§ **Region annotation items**

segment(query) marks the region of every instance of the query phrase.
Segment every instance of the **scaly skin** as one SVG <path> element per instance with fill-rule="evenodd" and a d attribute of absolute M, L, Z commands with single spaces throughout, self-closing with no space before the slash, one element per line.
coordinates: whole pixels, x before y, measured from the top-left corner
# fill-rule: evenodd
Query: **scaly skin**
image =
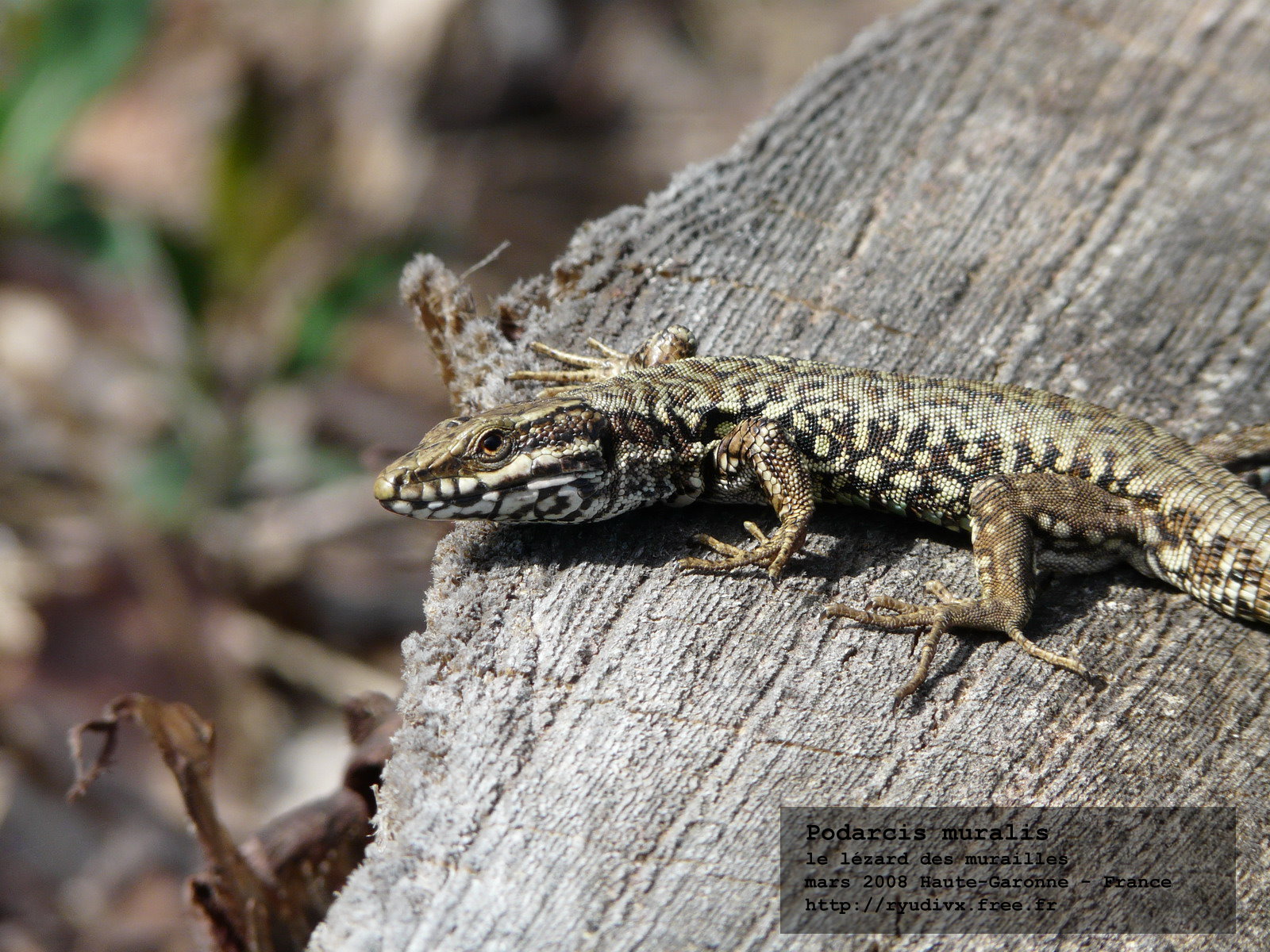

§ **Given instruction**
Copy every line of the records above word for word, leaving out the pictures.

§ **Answer to this exercise**
segment(query) marks the region of every instance of the query phrase.
Segment every instance of the **scaly skin** as one SVG <path> element per instance with fill-rule="evenodd" and a d attribute of absolute M, L, Z commands with single spaces throughout, self-closing with no space before the slash, one element per line.
coordinates: whole pixels, x before y, measured from the top-left corner
# fill-rule: evenodd
Query: **scaly skin**
image =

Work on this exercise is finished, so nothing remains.